- **WHAT THE TASK REQUIRES**
All lines from the one with "Task: where can the tree" through the end of the records below are to be given again exactly, and nothing else.

- **THE INPUT**

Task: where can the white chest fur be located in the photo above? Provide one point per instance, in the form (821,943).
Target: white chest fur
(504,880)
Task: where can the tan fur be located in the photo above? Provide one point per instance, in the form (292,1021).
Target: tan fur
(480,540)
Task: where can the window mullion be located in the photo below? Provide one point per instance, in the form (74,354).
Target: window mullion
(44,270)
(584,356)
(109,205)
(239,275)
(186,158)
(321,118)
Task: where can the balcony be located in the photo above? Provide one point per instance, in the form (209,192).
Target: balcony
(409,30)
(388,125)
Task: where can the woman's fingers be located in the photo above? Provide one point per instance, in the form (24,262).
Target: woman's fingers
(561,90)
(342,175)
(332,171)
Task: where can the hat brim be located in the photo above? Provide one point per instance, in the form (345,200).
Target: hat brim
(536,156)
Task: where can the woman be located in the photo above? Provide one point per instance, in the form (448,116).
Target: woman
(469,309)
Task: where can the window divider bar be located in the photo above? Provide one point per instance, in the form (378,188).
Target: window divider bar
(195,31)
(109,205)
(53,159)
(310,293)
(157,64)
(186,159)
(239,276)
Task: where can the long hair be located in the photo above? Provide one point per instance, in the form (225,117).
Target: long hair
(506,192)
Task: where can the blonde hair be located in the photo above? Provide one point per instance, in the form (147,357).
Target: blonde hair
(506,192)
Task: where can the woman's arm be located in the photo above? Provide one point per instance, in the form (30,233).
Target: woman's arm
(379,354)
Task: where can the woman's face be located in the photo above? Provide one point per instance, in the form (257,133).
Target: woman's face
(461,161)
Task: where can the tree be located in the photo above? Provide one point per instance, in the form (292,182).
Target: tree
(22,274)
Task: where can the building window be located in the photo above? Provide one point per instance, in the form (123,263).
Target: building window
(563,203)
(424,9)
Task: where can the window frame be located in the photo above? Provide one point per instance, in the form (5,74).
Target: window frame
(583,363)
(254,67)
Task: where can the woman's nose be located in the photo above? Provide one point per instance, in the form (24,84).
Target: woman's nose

- **RESULT**
Task: where can the tree be located in the photo above? Provide one point per instance, in the form (292,182).
Target: tree
(22,274)
Task: where can the building window be located in the photo above? Provide one point per instance, in the form (123,263).
Target: building window
(563,203)
(424,9)
Task: where can the window frame be located in the photo above? Provide one point per instance, in the form (5,74).
Target: window frame
(583,363)
(254,67)
Task: where can the woman's nose be located in the photo above? Provide one point per instance, in the form (24,84).
Target: woman's nose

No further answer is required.